Rewrite every line of the items below, changing "Markers" to "Points" wherever it appears and leaving everything else as it is.

• Record set
>>
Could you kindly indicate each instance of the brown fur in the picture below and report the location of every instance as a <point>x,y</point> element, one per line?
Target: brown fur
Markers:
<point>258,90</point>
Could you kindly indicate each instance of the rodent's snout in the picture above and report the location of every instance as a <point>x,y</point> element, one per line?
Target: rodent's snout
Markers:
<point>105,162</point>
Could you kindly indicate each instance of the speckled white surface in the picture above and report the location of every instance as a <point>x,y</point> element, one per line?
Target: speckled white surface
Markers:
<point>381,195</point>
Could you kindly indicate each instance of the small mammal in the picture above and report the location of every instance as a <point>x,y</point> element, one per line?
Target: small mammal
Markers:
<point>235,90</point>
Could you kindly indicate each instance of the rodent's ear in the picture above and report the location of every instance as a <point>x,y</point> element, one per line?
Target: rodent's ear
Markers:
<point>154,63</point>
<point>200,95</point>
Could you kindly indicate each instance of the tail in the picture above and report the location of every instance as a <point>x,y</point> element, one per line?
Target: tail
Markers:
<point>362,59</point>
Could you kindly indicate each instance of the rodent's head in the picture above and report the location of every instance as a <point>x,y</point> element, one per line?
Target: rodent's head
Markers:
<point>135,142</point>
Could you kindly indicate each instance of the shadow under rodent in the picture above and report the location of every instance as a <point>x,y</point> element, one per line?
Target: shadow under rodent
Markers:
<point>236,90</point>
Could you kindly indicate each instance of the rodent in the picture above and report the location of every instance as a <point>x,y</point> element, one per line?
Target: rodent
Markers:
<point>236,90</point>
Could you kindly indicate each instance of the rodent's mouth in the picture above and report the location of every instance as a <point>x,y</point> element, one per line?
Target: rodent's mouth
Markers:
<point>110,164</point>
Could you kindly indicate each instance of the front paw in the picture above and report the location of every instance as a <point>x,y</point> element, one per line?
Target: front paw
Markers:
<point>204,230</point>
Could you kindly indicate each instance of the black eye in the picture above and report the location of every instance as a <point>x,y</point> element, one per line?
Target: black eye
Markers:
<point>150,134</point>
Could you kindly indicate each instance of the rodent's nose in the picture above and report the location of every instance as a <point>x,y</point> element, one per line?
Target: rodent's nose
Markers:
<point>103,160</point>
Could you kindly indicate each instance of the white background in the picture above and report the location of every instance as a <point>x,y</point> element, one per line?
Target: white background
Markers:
<<
• Worked answer
Could you kindly indicate each instance of the brown fur in the picture below and report the location of every instance as a <point>x,y</point> element, one per line?
Target: brown fur
Points:
<point>258,90</point>
Could you kindly indicate each instance of the rodent's snout in the picture above and report the location of every instance as a <point>x,y</point> element, one per line?
Target: rodent's snout
Points:
<point>105,162</point>
Could you kindly indicate each instance of the speckled white surface in the picture above and report the location of every instance as a <point>x,y</point> element, one per line?
Target: speckled white surface
Points:
<point>381,195</point>
Could you kindly indicate each instance of the small mammal in the picture above and report the location of every instance as a <point>x,y</point> element, one per line?
Target: small mammal
Points:
<point>235,90</point>
Could you kindly indicate each instance of the rodent's ear in the picture above and report the location of every instance as a <point>x,y</point> element, one per line?
Target: rodent's ear
Points:
<point>154,63</point>
<point>200,95</point>
Could you kindly indicate each instance of the tail in the picture above and report the location of every instance as a <point>x,y</point> element, one per line?
Target: tail
Points:
<point>362,59</point>
Could you kindly indicate each instance of the rodent's head in the picture above and report the location of every instance as a <point>x,y</point> element, one per line?
Target: rodent's head
Points:
<point>135,142</point>
Could you kindly indicate each instance of the shadow under rodent in the picture above and report the location of every instance as a <point>x,y</point> element, one per line?
Target: shadow under rodent
Points:
<point>236,90</point>
Could you kindly indicate each instance of the rodent in the picture above and report the location of every instance as a <point>x,y</point> element, one per line?
Target: rodent
Points:
<point>236,90</point>
Could you kindly indicate each instance of the rodent's mouth in the picture above and report the location of every instance as a <point>x,y</point> element, one per line?
Target: rodent's mouth
Points:
<point>110,164</point>
Could you kindly indicate each instance of the front paw in the picture above and report the location of every instance as a <point>x,y</point> element, one per line?
Target: front paw
Points:
<point>204,230</point>
Could you kindly indicate each instance of the black eye in the picture above and report the location of every instance as a <point>x,y</point> element, one per line?
Target: black eye
Points:
<point>150,134</point>
Could you kindly indicate each instance of the rodent's nose in the picture above and report the location of every instance as a <point>x,y</point> element, one per line?
Target: rodent's nose
Points:
<point>103,160</point>
Could you kindly indicate each instance of the white background in the picture above and report the location of every instance as a <point>x,y</point> element, one per line?
Target: white background
Points:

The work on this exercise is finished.